— EXERCISE BRIEF —
From the records below, pull out every line that contains the string "fence" and copy each one in full.

%%

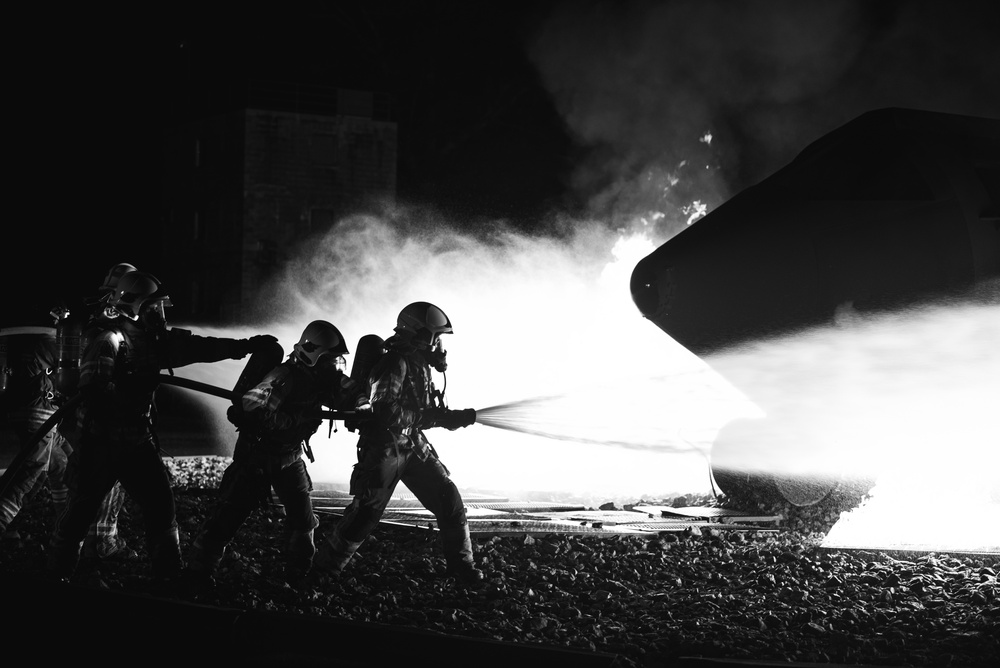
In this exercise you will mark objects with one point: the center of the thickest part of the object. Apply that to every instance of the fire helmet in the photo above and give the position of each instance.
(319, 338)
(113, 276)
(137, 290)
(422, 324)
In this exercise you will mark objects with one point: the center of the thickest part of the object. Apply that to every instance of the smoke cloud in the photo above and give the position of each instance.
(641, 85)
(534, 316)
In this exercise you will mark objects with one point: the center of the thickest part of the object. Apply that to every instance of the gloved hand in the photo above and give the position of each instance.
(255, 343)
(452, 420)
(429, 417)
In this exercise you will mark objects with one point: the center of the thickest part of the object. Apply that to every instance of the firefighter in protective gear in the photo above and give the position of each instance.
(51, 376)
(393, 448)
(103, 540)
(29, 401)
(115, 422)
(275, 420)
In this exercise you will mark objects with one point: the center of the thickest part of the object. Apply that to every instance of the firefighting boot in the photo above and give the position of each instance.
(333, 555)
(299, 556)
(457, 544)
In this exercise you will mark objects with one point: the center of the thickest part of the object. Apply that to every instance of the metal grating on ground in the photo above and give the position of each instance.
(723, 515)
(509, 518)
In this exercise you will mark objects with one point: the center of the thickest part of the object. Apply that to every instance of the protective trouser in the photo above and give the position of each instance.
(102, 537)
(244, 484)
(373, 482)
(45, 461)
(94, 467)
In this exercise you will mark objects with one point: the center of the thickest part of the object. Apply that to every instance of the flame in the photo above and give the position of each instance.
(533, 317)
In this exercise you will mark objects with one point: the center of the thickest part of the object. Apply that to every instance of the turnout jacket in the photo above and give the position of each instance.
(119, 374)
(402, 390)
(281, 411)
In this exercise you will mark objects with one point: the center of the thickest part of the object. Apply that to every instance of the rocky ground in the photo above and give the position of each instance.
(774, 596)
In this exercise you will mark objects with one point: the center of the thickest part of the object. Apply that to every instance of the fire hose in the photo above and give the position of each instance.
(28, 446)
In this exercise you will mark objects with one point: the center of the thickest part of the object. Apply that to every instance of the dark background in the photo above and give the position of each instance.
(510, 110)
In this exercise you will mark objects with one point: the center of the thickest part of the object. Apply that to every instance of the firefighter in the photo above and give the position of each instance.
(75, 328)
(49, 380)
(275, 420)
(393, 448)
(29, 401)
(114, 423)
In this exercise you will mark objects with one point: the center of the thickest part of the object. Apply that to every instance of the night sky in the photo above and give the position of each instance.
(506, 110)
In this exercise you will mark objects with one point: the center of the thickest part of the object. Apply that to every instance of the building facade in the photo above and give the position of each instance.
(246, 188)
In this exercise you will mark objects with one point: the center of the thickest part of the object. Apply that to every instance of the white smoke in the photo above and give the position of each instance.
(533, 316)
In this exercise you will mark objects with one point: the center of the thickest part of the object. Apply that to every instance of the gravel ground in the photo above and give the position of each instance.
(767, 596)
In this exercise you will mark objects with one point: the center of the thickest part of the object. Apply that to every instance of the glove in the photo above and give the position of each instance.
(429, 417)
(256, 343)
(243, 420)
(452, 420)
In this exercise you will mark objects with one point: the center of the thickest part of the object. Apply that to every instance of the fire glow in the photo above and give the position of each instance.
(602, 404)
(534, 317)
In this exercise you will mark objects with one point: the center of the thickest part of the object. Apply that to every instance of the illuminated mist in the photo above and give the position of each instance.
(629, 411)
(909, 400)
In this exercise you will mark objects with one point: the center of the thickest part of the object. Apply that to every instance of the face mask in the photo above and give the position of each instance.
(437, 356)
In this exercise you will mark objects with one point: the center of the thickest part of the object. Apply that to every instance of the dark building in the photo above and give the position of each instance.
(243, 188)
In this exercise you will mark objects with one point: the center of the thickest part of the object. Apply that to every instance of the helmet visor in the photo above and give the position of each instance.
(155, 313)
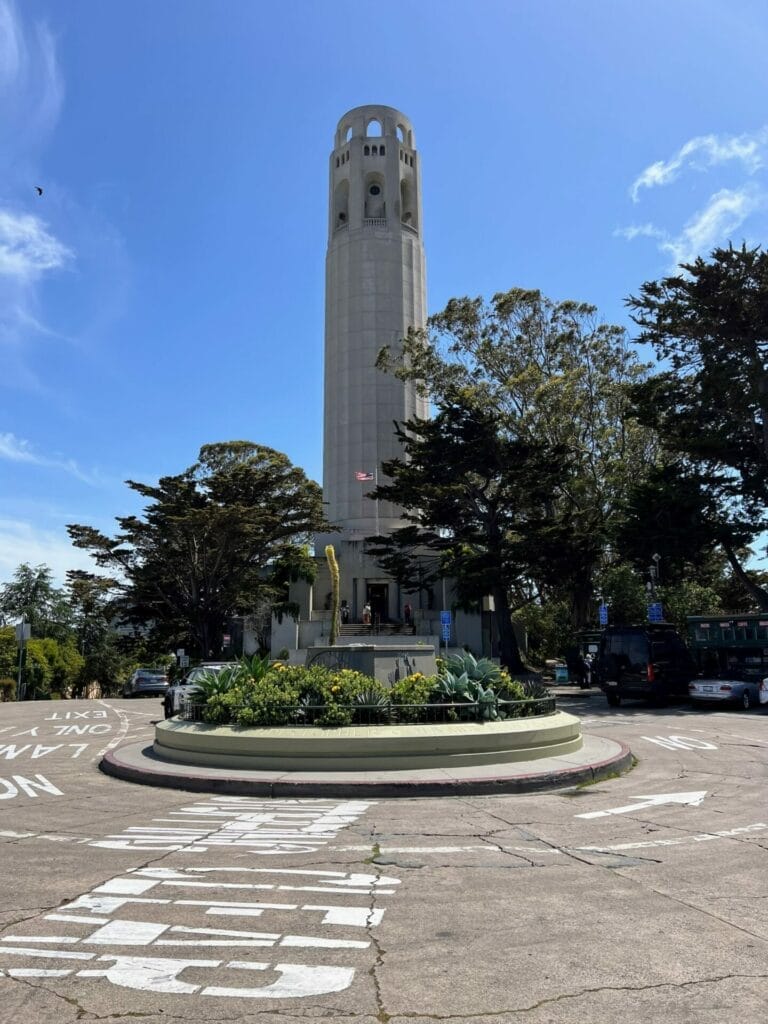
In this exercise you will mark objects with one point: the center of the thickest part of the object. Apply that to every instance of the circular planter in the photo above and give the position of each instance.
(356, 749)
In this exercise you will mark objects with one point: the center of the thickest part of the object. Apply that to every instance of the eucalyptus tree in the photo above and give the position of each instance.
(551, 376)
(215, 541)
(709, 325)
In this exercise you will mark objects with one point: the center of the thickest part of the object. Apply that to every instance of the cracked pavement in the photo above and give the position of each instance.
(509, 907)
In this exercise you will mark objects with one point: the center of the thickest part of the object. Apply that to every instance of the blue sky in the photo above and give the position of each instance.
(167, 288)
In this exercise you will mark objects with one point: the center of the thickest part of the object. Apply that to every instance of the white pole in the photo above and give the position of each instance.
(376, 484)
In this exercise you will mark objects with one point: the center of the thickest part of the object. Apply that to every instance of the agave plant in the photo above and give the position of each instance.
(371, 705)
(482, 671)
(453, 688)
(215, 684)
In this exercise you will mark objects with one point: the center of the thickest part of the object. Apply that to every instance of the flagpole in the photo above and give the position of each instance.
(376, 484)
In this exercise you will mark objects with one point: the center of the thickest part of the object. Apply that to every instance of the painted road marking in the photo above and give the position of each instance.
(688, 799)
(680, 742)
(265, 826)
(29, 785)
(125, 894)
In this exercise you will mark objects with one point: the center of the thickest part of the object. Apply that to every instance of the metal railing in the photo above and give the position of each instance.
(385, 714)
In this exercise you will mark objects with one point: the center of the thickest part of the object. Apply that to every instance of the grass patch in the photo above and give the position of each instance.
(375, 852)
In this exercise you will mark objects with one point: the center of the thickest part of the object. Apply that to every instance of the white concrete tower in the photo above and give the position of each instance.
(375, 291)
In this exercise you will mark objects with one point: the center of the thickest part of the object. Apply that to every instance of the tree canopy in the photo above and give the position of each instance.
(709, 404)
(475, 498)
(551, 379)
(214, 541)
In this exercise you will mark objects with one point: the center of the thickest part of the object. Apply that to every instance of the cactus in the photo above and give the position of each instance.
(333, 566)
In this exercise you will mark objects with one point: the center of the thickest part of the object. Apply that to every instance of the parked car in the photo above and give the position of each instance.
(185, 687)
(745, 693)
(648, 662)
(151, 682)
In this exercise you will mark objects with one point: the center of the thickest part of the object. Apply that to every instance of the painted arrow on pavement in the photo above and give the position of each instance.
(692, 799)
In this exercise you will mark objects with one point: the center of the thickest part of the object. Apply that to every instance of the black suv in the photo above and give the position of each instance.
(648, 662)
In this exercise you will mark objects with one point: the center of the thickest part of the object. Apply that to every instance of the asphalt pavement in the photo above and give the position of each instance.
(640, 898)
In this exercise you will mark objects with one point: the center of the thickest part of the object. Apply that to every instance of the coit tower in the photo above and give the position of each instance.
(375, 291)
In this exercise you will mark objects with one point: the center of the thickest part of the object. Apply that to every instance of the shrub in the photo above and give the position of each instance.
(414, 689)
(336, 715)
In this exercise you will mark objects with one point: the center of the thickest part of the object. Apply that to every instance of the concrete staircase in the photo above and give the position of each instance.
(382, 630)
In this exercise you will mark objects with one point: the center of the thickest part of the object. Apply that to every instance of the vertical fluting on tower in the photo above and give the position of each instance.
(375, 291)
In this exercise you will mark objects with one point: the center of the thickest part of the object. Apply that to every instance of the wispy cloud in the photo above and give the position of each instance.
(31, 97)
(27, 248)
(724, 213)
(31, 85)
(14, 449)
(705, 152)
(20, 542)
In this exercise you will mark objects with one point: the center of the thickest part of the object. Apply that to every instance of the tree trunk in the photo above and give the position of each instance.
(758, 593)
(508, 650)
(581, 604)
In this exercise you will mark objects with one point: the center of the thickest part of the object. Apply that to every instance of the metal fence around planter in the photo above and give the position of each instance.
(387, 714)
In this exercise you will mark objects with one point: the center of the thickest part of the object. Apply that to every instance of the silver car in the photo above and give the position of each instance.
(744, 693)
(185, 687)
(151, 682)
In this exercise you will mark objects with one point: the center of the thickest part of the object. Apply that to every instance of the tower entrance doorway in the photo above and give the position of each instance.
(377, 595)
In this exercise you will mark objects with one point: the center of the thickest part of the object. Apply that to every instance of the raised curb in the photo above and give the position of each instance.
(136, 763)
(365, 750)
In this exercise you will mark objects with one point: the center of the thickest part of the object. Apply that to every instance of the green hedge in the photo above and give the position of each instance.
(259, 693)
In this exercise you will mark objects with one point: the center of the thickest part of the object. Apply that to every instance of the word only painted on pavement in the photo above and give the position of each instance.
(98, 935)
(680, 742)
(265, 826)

%%
%%

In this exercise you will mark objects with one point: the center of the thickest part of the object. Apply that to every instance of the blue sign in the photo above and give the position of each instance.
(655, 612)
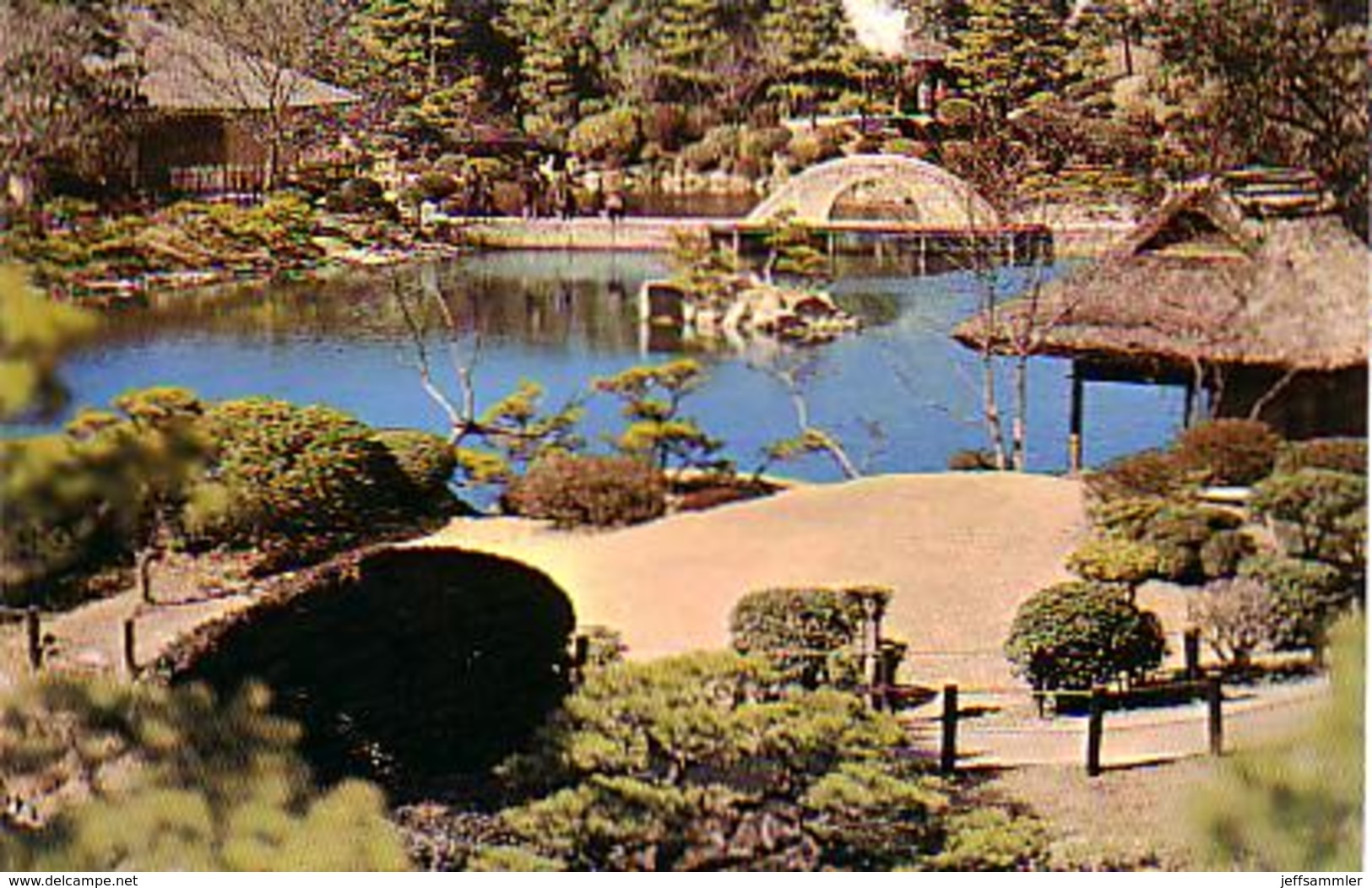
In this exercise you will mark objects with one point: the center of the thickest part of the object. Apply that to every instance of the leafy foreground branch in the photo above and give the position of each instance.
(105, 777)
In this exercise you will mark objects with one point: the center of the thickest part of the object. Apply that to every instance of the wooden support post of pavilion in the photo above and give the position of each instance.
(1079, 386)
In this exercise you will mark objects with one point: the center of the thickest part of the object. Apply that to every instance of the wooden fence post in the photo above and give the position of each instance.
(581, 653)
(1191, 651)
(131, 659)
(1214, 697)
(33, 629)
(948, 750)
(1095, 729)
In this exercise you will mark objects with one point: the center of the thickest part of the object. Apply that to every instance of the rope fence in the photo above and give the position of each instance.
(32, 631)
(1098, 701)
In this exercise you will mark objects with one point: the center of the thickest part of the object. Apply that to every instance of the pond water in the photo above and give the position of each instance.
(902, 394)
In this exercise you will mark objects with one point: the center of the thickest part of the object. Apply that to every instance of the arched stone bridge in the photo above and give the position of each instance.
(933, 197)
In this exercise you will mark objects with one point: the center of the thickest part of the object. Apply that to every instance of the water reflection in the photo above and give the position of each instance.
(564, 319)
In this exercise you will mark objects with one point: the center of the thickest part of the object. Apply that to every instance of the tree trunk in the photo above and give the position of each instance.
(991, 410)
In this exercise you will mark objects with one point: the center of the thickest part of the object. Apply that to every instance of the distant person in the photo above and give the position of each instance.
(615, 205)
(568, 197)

%%

— FULL ANSWER —
In this exercise you will mark objects with one point: the center of the thickest part of the object. Apply that to every instance of the metal fence around planter in the photo above and give the position of each instance.
In this exercise you will mark objects with one point: the center of the thickest part of the object. Apply that to every instance of the wooden fence post in the photo above and give the position of each instance.
In this exercise you will mark objects with one point: the center of the thickest part of the object. Apply that to every instance of the rope fence in the photo above and give the position of each instance.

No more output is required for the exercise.